(Set task)
Pick out and copy each line of the data below that contains the string "group". Case counts.

(Items from a labeling collection)
^^^^^^^^^^^^^^^^
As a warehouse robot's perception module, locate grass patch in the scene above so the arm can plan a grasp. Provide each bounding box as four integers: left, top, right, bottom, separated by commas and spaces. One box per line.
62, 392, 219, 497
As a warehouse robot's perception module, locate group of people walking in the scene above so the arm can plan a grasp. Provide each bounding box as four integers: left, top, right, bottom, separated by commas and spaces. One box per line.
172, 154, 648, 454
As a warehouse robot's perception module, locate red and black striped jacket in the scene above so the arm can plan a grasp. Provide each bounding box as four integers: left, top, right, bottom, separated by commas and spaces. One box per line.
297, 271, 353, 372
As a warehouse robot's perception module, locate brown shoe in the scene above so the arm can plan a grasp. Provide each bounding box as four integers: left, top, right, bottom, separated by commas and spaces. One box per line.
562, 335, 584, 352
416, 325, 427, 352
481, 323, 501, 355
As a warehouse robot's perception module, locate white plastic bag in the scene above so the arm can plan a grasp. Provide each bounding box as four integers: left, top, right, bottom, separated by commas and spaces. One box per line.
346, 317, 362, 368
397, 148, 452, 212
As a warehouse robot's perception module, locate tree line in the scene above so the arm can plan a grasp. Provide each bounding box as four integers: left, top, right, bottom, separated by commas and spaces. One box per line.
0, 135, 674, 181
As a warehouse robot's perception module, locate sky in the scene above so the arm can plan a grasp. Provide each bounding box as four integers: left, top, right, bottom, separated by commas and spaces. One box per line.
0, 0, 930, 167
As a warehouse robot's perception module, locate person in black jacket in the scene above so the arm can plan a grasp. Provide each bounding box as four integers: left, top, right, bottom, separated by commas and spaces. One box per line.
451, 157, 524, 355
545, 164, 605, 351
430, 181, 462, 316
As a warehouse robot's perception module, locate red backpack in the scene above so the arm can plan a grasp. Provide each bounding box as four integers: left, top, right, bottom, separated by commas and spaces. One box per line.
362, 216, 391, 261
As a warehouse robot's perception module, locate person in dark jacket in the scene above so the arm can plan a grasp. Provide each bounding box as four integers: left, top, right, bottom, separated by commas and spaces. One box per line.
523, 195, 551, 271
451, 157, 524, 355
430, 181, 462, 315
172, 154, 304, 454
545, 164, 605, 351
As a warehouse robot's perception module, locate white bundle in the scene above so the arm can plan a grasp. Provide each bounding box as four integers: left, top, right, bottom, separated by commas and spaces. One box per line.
^^^^^^^^^^^^^^^^
(Task result)
As a warehouse robot's perception module, locate group of people walking in the scene above so the arm can plan a grasp. Provide each bounding box as four integers: left, top, right, bottom, separated by commas and spaces. One box per line.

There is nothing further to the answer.